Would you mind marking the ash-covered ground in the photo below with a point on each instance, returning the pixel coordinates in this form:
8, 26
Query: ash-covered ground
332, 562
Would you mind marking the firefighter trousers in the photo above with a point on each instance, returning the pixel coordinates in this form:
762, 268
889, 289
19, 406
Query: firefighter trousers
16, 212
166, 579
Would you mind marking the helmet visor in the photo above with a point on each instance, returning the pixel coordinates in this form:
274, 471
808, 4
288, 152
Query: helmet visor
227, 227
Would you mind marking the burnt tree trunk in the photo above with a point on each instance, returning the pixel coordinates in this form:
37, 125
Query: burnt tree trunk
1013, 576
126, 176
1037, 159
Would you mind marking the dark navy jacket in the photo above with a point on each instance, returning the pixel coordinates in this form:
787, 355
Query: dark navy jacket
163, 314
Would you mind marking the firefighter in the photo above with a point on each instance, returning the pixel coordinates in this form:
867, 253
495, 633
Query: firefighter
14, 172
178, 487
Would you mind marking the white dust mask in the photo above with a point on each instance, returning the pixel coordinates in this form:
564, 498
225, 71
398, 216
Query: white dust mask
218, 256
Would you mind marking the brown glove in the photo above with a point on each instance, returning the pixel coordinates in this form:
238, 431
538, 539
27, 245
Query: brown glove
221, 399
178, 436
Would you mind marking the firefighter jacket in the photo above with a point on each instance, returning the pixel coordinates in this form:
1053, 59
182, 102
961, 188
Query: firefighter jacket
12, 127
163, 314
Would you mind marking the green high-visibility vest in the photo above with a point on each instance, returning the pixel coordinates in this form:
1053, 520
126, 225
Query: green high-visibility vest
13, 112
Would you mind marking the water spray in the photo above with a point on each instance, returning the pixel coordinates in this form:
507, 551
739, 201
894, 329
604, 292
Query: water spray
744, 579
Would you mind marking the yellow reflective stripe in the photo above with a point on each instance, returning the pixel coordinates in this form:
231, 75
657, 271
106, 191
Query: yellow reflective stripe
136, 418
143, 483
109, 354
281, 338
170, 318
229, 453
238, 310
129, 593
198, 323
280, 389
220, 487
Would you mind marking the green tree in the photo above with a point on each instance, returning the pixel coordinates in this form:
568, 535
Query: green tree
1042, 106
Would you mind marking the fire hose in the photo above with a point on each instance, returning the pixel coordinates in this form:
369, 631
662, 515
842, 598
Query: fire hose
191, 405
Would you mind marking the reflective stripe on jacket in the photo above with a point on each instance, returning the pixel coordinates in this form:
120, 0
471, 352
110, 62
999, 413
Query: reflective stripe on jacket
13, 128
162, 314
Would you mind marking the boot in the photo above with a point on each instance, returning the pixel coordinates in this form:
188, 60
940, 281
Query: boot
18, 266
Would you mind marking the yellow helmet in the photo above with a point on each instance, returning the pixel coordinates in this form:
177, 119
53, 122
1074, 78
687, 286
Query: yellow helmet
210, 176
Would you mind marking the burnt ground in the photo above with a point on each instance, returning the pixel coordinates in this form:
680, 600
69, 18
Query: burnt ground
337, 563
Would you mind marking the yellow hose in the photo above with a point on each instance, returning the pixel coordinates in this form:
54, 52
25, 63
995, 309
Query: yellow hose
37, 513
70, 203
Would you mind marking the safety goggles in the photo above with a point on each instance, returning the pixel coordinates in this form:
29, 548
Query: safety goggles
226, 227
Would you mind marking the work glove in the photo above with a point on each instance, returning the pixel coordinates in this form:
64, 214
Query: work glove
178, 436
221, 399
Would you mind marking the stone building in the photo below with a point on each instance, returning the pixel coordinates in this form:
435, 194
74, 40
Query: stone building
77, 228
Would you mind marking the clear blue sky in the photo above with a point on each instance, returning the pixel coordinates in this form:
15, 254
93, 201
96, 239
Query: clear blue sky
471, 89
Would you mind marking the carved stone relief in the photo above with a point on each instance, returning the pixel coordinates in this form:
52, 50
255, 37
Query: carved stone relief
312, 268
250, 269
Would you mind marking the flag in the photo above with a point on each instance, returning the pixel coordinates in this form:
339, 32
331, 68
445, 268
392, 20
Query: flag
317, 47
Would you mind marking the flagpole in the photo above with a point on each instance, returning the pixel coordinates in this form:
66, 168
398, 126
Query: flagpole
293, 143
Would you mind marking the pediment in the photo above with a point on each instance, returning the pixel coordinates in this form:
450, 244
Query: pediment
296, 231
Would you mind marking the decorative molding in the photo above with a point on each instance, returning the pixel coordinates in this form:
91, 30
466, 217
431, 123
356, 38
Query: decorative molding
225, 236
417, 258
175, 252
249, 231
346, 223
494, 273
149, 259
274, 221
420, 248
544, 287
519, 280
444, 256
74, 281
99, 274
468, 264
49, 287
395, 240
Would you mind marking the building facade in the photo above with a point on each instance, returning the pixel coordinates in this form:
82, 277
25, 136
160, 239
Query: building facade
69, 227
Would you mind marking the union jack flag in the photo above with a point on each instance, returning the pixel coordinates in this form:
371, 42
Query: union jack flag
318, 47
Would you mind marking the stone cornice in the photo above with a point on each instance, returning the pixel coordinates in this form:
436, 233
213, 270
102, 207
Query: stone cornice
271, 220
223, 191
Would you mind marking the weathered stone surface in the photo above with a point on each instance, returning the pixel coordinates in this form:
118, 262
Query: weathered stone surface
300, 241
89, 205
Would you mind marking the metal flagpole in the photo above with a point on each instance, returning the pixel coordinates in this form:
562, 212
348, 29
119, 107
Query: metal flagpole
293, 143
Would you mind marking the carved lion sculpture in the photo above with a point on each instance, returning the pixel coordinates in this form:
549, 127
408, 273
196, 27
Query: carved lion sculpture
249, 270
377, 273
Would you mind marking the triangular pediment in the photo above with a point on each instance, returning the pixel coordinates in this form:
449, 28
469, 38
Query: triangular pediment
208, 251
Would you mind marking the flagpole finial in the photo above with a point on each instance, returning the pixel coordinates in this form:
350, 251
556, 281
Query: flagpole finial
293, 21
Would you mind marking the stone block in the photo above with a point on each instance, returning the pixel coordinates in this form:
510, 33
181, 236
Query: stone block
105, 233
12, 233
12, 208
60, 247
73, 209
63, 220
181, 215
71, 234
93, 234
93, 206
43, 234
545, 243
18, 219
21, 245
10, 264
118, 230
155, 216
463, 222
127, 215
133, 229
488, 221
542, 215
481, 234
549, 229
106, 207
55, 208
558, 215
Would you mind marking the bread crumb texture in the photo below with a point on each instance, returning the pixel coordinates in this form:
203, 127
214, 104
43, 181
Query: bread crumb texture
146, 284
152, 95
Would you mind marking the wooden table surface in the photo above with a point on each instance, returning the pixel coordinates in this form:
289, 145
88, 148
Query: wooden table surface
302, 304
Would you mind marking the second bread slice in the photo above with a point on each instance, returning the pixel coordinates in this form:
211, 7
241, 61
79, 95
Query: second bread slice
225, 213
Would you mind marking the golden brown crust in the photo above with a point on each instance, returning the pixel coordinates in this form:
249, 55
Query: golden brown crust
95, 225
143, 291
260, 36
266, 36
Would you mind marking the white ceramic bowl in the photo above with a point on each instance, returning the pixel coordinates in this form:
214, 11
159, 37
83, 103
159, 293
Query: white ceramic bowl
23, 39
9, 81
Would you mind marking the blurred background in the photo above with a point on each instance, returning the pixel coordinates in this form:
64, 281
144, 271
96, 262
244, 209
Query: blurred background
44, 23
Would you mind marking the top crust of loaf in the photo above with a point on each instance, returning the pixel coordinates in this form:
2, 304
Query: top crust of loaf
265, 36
++++++++++++++++++++
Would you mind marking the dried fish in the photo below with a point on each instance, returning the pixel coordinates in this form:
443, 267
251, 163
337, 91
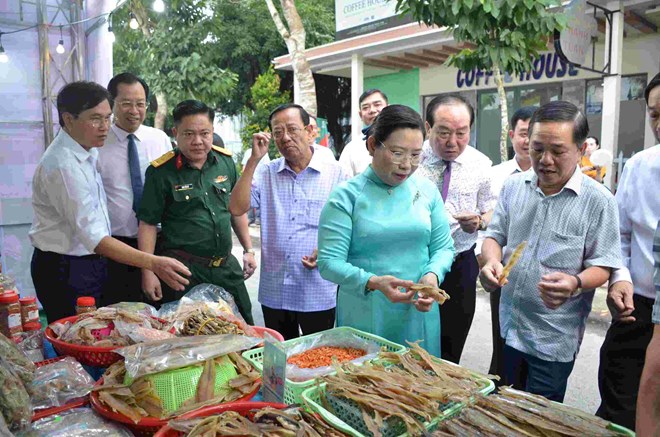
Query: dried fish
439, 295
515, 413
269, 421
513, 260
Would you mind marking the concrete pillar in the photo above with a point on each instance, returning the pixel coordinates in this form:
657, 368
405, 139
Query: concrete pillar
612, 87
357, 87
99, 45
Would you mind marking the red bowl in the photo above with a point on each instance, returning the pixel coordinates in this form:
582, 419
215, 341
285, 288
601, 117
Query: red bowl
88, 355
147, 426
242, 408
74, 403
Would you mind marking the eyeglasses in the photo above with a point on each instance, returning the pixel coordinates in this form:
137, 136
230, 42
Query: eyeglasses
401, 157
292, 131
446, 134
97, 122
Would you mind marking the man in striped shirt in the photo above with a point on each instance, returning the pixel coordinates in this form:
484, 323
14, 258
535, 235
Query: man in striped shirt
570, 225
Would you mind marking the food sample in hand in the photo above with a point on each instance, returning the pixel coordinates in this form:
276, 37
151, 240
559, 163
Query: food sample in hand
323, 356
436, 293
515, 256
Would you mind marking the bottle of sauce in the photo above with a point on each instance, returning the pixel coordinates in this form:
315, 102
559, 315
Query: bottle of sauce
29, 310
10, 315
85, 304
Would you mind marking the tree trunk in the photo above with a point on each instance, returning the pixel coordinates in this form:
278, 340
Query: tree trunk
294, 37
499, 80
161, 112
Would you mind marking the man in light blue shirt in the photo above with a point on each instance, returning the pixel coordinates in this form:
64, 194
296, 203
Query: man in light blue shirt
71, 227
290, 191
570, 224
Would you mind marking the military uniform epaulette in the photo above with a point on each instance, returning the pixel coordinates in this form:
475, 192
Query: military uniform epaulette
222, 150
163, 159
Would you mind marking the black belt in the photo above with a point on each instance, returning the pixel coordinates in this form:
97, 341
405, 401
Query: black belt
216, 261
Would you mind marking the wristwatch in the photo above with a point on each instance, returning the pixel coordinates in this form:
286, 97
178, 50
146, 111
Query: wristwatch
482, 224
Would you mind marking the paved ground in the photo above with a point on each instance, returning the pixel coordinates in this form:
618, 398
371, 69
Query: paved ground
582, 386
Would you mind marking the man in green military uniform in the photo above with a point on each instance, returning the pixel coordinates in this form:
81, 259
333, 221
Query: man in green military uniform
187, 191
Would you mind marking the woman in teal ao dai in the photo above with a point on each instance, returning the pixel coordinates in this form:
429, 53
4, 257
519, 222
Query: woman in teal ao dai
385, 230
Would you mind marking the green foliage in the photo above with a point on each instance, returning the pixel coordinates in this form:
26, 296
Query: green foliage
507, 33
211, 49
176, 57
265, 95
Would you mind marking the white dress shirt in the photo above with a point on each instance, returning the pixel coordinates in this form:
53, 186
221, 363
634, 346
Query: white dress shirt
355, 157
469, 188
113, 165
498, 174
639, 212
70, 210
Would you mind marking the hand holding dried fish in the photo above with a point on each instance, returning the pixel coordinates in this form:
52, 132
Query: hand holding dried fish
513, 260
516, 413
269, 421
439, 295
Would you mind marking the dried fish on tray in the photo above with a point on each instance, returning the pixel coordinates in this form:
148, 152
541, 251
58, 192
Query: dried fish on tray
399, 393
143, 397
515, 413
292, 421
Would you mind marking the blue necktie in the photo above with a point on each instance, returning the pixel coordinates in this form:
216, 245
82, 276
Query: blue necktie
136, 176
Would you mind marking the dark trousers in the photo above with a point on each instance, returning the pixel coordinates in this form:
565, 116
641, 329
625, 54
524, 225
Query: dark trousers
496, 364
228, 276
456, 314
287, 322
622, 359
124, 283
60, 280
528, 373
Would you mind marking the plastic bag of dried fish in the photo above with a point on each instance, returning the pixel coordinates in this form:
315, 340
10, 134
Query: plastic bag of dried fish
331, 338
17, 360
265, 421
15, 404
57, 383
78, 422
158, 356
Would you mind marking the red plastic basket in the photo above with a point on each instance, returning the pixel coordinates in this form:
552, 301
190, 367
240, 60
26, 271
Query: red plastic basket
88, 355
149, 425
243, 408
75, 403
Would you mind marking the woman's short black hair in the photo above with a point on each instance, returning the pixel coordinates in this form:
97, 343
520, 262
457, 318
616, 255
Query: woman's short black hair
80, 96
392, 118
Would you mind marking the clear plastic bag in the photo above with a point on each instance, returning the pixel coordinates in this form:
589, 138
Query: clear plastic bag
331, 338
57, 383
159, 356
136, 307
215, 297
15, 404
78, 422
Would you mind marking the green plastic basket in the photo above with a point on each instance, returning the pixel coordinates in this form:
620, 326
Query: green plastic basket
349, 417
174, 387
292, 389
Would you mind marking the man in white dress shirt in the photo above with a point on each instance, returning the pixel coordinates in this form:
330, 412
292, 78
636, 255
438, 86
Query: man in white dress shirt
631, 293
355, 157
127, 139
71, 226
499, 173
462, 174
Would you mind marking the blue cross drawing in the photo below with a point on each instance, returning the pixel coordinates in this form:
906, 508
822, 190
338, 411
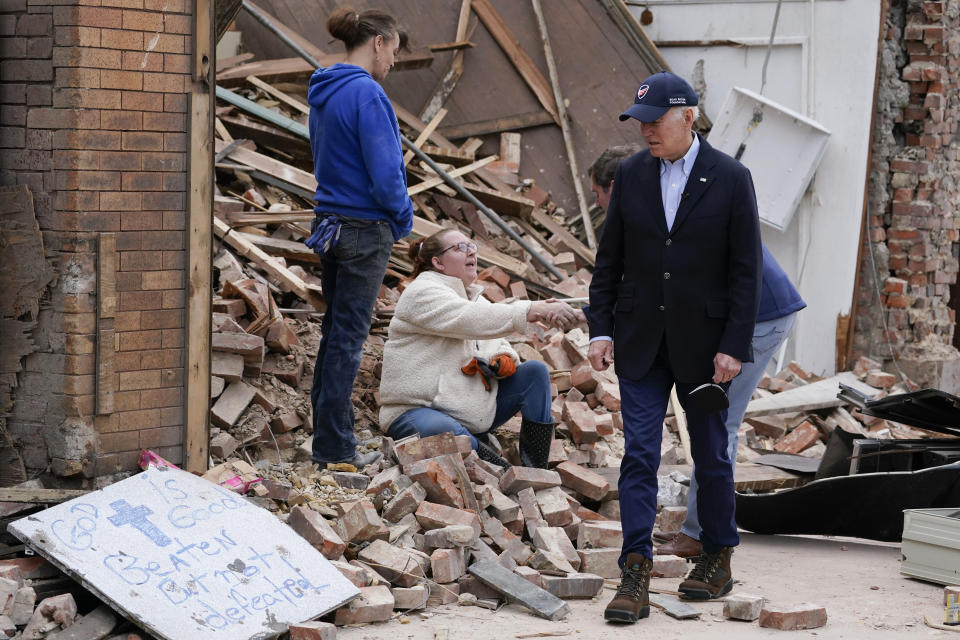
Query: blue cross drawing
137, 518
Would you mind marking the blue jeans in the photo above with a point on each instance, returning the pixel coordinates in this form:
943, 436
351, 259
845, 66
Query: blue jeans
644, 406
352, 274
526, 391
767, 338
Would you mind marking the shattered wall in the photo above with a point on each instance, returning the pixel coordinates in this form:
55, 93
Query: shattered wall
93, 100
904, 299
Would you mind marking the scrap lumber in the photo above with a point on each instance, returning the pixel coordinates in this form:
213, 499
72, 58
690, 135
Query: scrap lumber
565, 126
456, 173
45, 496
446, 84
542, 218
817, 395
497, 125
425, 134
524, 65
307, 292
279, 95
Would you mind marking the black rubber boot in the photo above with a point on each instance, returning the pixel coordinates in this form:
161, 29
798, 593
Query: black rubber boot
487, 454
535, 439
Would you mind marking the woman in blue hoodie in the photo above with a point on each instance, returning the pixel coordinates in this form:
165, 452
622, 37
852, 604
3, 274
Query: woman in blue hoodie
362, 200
++++++++++++++++++++
Pick out every line of the items above that contains the word "firefighter", and copy each of those lines in full.

Would you mind marking the firefighter trousers in the photo above with a point on each instance, returning the pixel coordinates in this form:
Query: firefighter trousers
Would you mind marking the firefighter in the photo above with a point on each instance, returning the pixel coordinates in this form:
Query: firefighter
Would you mind marking the firefighter jacket in the photo above with a point on each instance, returning the pixel coordinates in this form:
Query: firefighter jacket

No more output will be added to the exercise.